- [Object point labels]:
/---

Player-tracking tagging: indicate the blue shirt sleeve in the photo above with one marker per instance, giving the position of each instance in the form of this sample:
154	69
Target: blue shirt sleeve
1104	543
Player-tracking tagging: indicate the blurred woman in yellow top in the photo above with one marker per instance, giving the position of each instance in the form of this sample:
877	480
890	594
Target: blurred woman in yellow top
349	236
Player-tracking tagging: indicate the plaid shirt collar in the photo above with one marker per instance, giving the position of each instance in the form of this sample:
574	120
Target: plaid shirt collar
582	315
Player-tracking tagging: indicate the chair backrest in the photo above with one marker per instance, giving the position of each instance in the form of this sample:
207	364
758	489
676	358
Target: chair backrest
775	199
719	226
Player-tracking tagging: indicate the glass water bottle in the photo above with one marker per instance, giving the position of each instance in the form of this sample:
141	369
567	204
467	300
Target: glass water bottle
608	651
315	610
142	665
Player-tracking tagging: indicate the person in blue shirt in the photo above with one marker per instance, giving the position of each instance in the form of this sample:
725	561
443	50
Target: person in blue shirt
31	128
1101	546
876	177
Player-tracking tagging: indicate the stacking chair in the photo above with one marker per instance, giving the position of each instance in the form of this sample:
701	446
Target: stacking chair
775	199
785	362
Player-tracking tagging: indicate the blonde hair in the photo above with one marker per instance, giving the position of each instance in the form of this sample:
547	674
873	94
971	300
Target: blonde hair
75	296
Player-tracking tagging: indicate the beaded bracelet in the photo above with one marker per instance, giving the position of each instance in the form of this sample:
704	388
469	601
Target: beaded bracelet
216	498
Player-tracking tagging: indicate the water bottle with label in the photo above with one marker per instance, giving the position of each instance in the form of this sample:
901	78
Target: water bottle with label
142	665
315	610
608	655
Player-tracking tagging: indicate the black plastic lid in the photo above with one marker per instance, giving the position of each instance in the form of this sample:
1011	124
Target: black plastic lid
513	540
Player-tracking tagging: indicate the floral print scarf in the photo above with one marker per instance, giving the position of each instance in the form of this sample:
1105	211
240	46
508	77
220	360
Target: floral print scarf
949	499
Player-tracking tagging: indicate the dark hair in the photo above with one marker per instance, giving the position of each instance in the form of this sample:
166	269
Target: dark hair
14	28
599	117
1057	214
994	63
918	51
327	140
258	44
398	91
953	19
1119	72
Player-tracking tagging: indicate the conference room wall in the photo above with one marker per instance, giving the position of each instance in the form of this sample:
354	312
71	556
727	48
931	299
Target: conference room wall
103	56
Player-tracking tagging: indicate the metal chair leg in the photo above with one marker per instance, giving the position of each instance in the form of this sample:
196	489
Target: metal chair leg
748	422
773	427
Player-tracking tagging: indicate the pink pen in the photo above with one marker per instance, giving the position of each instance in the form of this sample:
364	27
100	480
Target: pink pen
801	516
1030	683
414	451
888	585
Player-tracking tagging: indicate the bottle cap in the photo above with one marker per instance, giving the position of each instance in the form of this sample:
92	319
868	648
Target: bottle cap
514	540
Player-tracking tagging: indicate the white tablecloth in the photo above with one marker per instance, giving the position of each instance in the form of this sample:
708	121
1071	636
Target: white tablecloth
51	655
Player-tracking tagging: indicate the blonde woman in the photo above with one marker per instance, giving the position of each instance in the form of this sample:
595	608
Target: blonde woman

\---

- [What is required]: Restate the data above word for word.

- [Completed task]:
Player-tracking tagging: indicate the blue shirt sleeve in the photo above with one marker per instance, giving the position of each instance in the form of this sample:
154	69
Target: blue shirt sleeve
1104	543
Player-tracking tagging: indicate the blurred woman in yellow top in the photo above with one marker per instance, giving the position of each instance in the form of this sample:
877	480
890	594
Target: blurred woman in yellow top
349	236
Player-tracking tagging: indicate the plaid shirt collar in the photo above with one marker per instance, giving the position of each instance in the form of this sample:
574	120
Target: plaid shirt collar
582	315
Player-tracking tagging: indicate the chair backrest in the photo above with one marker per instance, giving the position of each instance in the form of this sample:
207	364
758	489
676	358
Target: chair backrest
775	199
719	226
Player-tracking tagging: indicate the glass water bottle in the photo above with one marker per instance, giving the position of each instance in the form of this sample:
141	369
567	204
467	300
Target: glass water bottle
608	651
315	610
142	665
Player-tracking tagging: indicate the person in blue shirt in the photo above with one marker per instance, giving the position of each instance in the form of this sample:
725	561
443	50
Target: person in blue shirt
31	128
1101	546
876	177
Player-tracking tagging: indicate the stacking chair in the photo above with one marker per instance, giving the position of each instance in the form of this sample:
701	446
Target: stacking chair
775	199
785	362
Player-tracking tagging: indicate the blonde hair in the photo above with one marker per instance, giving the position of each instance in the form of this sample:
547	674
873	94
971	300
Target: blonde hair
75	296
Player-tracking tagging: indicate the beaded bracelet in the photo above with one marker per instance, giving the position of each instance in the form of this sample:
704	388
469	601
Target: beaded bracelet
216	498
Player-tracking tagging: indicate the water bottle with label in the photo above with one marker per instance, giving the position of each instance in the form of this sample:
901	78
Target: water bottle with label
142	665
315	610
608	655
Player-tracking tagging: indicate the black plastic lid in the photo above with one marker per instance, giving the position of each instance in the form of this sample:
1011	124
Target: black plastic lid
513	540
Player-tracking tagging: indicate the floral print scarf in the photo above with one marker per instance, giving the position of each instance in the form of this sample:
1105	211
240	46
508	77
220	360
Target: floral print scarf
949	499
Player-tracking tagging: indicate the dark hair in the photo above with one marker per instance, giving the position of each instance in the form of this sample:
166	269
Target: dark hair
14	28
599	117
1057	214
994	63
918	51
327	140
258	44
398	91
953	19
1119	72
Player-tracking tagging: indicate the conference room wall in the photo above with one marker per instance, giving the position of each instance in the form of this sample:
354	312
71	556
727	48
931	299
Target: conference room wall
103	56
Player-tracking tagging: indicate the metal chair leg in the photo above with one marker per instance, giving the position of each instance in the form of this sample:
196	489
Target: metal chair leg
748	422
773	427
Player-tracking tagging: indicate the pink pen in the photo above with one marker per instance, giving the position of each instance in the form of this sample:
364	27
100	480
Target: pink pen
801	516
1030	683
414	451
888	585
Player-tracking tagging: indicate the bottle cap in the photo above with one marker per instance, giving the position of each instance in the form of this sample:
92	319
868	648
Target: bottle cap
514	540
Player-tracking tagging: indicate the white tablecloth in the photo above with one marker per instance, giving the position of each instance in the form of this sample:
708	121
1071	636
Target: white tablecloth
51	655
Player-tracking tagging: indicate the blonde woman in the photo above with one marker per instance, giving the position of each instance in the form of this sample:
595	608
Target: blonde woman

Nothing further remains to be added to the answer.